9. CAPITAL ALLOWANCES AND FIXTURES

Finance Act 2012 included provisions that will have significant implications for claiming capital allowances on fixtures. Fixtures qualifying for plant or machinery allowances are most likely to consist of integral features, though there may be other items which are not integral features but are legally regarded as fixtures. The new rules only apply to second hand fixtures – i.e. those that have been owned by someone prior to the current owner.

9.1 Period before 1/6 April 2012

The current system applies so that there is no requirement to pool expenditure or agree disposal/acquisition values between the parties to a property transaction. However a purchaser seeking to claim allowances will need to verify whether any previous owner has claimed capital allowances, and if so what disposal value the most recent past owner was required to bring into account (s185). If no claim has previously been made, then an apportionment of purchase price using a just and reasonable apportionment (s562) is required to determine qualifying expenditure. If there was a previous owner who was required to bring in a disposal value (which cannot exceed that owner's original cost) any claim for allowances cannot exceed the disposal value of the most recent previous owner required to bring a disposal value into account. However, if no previous owner has claimed since before 24 July 1996, then a full apportionment of acquisition price can be applied, regardless of original cost, and whether or not an owner prior to 24 July 1996 claimed capital allowances on those fixtures.

If the vendor has owned the building since before 1/6 April 2008, they will not have been able to claim integral features. Thus this is new expenditure for any acquirer, and expenditure will be an apportionment of the purchase price (using the procedure in s562).

This disposal value for fixtures in different circumstances is set out in the table at s196(1). Where the vendor (who has claimed allowances) disposes of the qualifying interest in land, the usual disposal value will be according to item 1 – that part of the sale price treated as qualifying expenditure by the purchaser. s62 limits this to the maximum of the vendor's acquisition cost. However, where the purchaser and vendor have not agreed what that disposal value is, the vendor is always open to a potential adjustment of their tax return if the purchaser includes a higher value (but not exceeding the vendor's original cost) than the vendor accounted for, and the higher value can agreed as a just and reasonable apportionment. If HMRC discovered the higher value after the enquiry period for the tax return is closed, its ability to make a discovery would depend on the level of disclosure of the disposal event in the submitted tax return, and its willingness to pursue a discovery might be influenced by the significance of any potential adjustment. Provided the vendor has not been careless in submitting the return, then for a company an enquiry can only be raised within four years of the end of the accounting period if there was insufficient disclosure of the disposal terms in the tax return. This time limit rises to six years in the case of careless behaviour and twenty years in the case of deliberate misstatement.

Similar conditions would apply to a disposal value required to be brought into account by a lessor as a result of a lessee paying a capital sum for a lease that includes an amount attributable to the fixture (item 5 in the table at s196(1)).

The vendor and purchaser can jointly elect for any value up to the full disposal value to be treated as the disposal value by making a s198 election (for a s196(1) item 1 disposal event) or a s199 election (for a s196(1) item 5 event), if the election is made within 2 years of the date of the disposal, and the election (or notice) must accompany the tax return for the accounting period when the election is effective.
--------------------------------
_Exercise_
According to the capital allowances passage, how soon after the date of the disposal must a s198 or s199 election be made?

_Information shown_
--------------------------------
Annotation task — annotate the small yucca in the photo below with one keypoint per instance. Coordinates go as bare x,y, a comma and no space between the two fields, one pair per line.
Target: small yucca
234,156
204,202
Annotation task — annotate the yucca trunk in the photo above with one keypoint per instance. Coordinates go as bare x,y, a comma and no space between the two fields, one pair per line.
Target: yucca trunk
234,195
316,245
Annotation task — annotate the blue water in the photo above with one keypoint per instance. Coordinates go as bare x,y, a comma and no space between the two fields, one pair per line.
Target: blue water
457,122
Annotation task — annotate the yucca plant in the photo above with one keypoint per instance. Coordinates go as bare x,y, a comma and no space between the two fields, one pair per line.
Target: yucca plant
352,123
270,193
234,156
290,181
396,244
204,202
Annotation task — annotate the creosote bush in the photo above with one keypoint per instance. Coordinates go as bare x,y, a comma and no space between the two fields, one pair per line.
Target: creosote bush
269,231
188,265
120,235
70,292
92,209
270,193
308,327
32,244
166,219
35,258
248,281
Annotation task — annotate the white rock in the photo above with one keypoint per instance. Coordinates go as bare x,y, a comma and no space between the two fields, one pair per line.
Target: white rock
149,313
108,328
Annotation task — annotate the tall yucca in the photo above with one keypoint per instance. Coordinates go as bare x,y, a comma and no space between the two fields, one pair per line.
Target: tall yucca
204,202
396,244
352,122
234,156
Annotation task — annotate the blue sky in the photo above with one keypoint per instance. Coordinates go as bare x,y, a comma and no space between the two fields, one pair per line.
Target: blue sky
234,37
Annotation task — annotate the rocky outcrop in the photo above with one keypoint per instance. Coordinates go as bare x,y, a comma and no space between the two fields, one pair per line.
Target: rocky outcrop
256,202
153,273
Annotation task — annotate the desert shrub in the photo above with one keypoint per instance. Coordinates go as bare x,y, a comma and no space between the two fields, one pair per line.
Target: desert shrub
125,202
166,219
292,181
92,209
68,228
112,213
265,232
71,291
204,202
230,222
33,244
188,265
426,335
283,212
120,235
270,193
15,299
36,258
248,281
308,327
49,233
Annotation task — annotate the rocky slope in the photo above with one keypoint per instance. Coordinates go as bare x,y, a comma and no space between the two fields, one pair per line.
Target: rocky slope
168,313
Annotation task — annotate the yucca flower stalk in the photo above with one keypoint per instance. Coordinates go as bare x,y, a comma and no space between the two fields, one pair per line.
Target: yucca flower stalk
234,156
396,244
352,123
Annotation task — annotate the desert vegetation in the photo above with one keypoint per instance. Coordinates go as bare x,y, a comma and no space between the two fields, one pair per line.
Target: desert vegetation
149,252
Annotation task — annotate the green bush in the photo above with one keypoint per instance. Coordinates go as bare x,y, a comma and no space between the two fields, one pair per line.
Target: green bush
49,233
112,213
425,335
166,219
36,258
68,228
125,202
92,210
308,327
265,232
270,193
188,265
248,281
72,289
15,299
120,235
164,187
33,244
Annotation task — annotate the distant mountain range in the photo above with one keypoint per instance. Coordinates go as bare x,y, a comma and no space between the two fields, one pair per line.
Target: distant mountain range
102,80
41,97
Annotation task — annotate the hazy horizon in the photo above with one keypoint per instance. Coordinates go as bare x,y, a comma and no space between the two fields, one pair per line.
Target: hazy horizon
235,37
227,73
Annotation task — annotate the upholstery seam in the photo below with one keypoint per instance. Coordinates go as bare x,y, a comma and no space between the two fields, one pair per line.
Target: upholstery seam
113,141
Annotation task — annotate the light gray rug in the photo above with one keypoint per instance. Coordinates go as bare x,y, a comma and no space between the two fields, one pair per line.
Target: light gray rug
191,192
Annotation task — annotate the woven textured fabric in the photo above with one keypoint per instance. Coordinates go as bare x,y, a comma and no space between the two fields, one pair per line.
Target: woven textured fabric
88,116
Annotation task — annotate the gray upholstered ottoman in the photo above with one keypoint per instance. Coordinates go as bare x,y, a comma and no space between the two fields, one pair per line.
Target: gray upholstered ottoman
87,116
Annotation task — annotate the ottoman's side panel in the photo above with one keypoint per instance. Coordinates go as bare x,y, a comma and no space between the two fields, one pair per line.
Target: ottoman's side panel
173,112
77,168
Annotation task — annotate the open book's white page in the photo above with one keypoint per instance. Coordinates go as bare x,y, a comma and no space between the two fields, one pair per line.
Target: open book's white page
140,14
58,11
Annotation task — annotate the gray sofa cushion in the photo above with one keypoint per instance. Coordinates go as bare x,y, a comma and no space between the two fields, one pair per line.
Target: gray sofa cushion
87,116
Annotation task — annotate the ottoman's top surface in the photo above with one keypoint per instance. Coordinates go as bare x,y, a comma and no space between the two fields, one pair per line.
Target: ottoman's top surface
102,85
--------------------------------
_Full solution_
Within 2 years of the date of the disposal.